Stored data entries:

[Start of section]

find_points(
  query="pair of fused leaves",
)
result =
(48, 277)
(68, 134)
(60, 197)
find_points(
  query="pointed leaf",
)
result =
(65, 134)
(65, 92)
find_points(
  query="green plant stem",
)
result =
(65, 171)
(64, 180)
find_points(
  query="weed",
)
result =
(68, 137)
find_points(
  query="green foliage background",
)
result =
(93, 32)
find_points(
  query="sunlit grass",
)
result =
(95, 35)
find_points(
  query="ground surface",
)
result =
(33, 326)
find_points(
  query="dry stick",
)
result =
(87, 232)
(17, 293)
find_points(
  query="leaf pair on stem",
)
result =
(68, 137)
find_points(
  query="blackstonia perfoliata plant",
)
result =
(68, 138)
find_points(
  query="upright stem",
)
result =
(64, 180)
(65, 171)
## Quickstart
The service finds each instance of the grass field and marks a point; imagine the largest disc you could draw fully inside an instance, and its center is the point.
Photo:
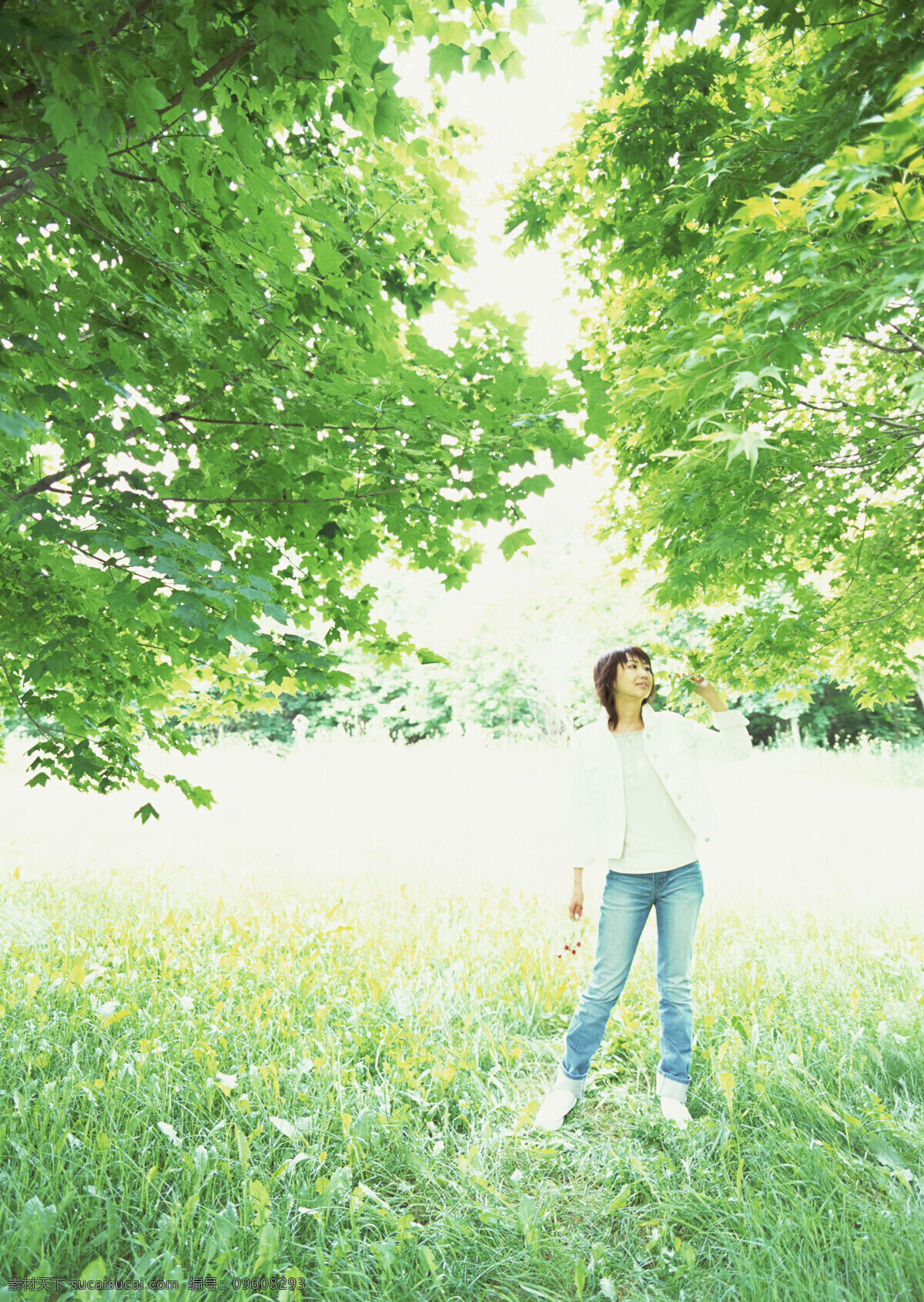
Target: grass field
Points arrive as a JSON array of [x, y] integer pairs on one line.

[End of section]

▶ TASK TO CARRY OUT
Sift the data above for lines with "leaf", then copy each one.

▶ ANSWER TO THIS EXERCISE
  query="pointed leaf",
  query="leaf pair on stem",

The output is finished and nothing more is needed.